GOAL OF THE EXERCISE:
Transcribe all of the material exactly.

Records from a data source

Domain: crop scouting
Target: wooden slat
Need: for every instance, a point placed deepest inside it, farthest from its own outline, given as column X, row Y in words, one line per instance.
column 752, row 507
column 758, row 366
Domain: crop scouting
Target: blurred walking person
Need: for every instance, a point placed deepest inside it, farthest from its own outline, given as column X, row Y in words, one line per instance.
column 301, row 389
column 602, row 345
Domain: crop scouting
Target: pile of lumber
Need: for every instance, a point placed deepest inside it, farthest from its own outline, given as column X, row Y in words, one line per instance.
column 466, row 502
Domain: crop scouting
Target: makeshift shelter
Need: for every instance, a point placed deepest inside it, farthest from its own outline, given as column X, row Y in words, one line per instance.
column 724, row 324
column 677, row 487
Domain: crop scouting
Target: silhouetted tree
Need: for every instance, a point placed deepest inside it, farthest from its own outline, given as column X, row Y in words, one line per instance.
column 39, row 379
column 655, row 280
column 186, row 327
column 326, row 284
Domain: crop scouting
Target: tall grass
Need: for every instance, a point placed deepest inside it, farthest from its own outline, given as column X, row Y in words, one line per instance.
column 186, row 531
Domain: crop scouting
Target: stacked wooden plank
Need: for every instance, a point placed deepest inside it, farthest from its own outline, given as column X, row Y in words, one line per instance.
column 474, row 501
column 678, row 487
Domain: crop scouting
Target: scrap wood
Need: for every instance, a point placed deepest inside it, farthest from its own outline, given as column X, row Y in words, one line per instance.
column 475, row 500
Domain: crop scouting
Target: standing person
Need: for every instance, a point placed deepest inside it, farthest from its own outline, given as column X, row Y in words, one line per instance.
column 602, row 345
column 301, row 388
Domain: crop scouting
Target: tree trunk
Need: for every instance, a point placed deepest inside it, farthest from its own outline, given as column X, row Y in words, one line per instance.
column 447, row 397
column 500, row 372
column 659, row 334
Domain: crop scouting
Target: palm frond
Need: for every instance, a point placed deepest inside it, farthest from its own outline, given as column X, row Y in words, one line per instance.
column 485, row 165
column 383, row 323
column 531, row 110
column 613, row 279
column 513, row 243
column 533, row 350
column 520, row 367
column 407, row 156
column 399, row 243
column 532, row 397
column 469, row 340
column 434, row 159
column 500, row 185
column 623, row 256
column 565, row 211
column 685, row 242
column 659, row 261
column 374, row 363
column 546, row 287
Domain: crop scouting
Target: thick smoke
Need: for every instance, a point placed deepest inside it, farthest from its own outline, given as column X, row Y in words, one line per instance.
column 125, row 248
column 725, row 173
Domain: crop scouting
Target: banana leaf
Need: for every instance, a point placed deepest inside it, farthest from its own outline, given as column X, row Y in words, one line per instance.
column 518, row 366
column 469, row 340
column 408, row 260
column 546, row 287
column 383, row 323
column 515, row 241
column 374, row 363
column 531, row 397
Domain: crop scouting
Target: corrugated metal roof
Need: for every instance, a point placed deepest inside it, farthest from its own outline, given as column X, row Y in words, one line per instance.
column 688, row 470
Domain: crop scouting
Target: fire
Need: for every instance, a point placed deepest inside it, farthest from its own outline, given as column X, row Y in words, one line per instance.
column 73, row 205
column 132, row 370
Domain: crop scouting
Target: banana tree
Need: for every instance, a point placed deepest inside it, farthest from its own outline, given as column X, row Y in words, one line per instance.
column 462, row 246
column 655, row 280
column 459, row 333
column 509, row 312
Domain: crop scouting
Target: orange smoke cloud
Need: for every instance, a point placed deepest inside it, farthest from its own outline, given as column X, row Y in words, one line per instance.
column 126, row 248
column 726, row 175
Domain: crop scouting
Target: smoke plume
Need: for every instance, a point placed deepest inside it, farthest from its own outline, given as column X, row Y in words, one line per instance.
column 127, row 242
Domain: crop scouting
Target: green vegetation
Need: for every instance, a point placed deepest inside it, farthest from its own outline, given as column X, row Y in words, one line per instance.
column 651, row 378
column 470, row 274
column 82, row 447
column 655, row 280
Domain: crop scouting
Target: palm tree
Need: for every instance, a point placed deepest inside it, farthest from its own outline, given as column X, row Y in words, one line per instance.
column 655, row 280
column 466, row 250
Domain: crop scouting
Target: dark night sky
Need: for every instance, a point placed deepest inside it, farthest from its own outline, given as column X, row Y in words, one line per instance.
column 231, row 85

TASK RESULT:
Domain: crop scouting
Target: wooden slat
Need: for every instance, a point placed deepest inside it, farthest from its own outline, given as column X, row Y in words, one line per instance.
column 752, row 507
column 758, row 366
Domain: crop scouting
Target: blurred walking person
Need: for every instance, a point placed deepest inside it, farthest from its own outline, given as column X, row Y in words, one line per instance.
column 301, row 389
column 602, row 345
Domain: crop scouting
Target: pile of lumber
Need: for every instance, a point placed deepest inside it, farthest from its own outline, given as column X, row Y in words, one line per instance.
column 466, row 502
Domain: crop scouting
Target: makeshift shelter
Need: for every instance, a point placed deepest inside it, farthest from its own outline, given as column X, row Y in words, one line per instance.
column 724, row 324
column 677, row 487
Domain: crop scouting
Target: silhouetted tree
Need: for every instance, a point placed deepest inside it, farthest from its own outline, given as column X, row Y in words, one line per instance.
column 39, row 379
column 655, row 280
column 186, row 327
column 326, row 284
Domain: crop scouting
Target: tall grass
Need: for every instance, a point placed deepest inside it, farthest from its own outline, given as column X, row Y in words, one line per instance.
column 186, row 531
Domain: crop scouting
Target: stacked wooden plank
Need: for every instance, a point placed deepest inside it, farthest from its own outline, given as column X, row Y in words, one line per instance.
column 474, row 501
column 678, row 487
Domain: crop scouting
Target: scrap wood
Need: for every instance, a point placed deepest inside it, farthest from its own outline, given as column X, row Y in words, one line per instance.
column 475, row 500
Domain: crop scouting
Target: standing person
Need: for every instance, a point placed deepest inside it, farthest from its own outline, given as column X, row Y in words, one line per instance.
column 602, row 345
column 301, row 388
Domain: crop scouting
Target: tree trunk
Need: for every instance, a point placed deepest inside it, farthest from its own outline, given as column X, row Y in words, one line per instance.
column 447, row 397
column 500, row 372
column 659, row 334
Domain: crop scouting
Target: palm frond
Need: for every instance, a point placed deepest inside it, farthest from its own outline, given as column X, row Y in words, one line per instance.
column 485, row 165
column 383, row 323
column 531, row 110
column 613, row 279
column 513, row 243
column 533, row 350
column 520, row 367
column 407, row 156
column 399, row 243
column 532, row 397
column 469, row 340
column 434, row 159
column 500, row 185
column 623, row 256
column 565, row 211
column 685, row 242
column 659, row 261
column 374, row 363
column 546, row 287
Domain: crop scouting
Target: thick smoke
Need: for every instance, a point placed deepest inside it, farthest from its own outline, given as column X, row Y in words, one line per instance.
column 125, row 248
column 725, row 173
Domain: crop scouting
Target: banana leaf
Need: for every instance, a point placed deepest inside it, farthest from its own outline, given as column X, row Y in words, one line per instance.
column 518, row 366
column 469, row 340
column 408, row 260
column 546, row 287
column 383, row 323
column 515, row 241
column 374, row 363
column 531, row 397
Domain: crop scouting
Target: corrugated metal roof
Need: for every instance, a point placed deepest inside it, farthest from its own outline, given as column X, row Y in words, one line per instance.
column 688, row 470
Domain: crop scouting
Target: fire
Need: for every instance, a point placed deepest inside it, farthest from its own outline, given as column X, row Y in words, one line per instance.
column 73, row 205
column 132, row 370
Domain: crop scouting
Target: banana tree
Need: for every instance, a point placed deepest inside it, farthest from its own outline, given as column X, row Y in words, one line per instance.
column 462, row 246
column 655, row 280
column 459, row 333
column 509, row 312
Domain: crop scouting
Target: orange smoke cloud
Need: for every instance, a point placed deepest inside it, farthest from its own outline, given as column X, row Y in words, one line per instance.
column 126, row 248
column 726, row 175
Domain: crop scouting
Target: smoke plume
Need: for every instance, a point placed deepest inside it, farthest from its own outline, given as column X, row Y in words, one line per instance.
column 127, row 242
Domain: crop scouting
Target: green vegetation
Need: for every instance, a point placed deepest inside it, farthest from its own outline, given as column X, row Y in words, one line per instance.
column 651, row 378
column 470, row 274
column 82, row 447
column 655, row 280
Domain: crop scouting
Target: palm tree
Need: for every instance, a point placed deepest inside it, farthest from its own outline, given as column X, row Y in words, one line per instance.
column 655, row 280
column 466, row 250
Domain: crop scouting
Target: dark night sky
Need: for every instance, a point placed deepest inside it, farthest from its own outline, given as column X, row Y in words, one line per instance.
column 231, row 85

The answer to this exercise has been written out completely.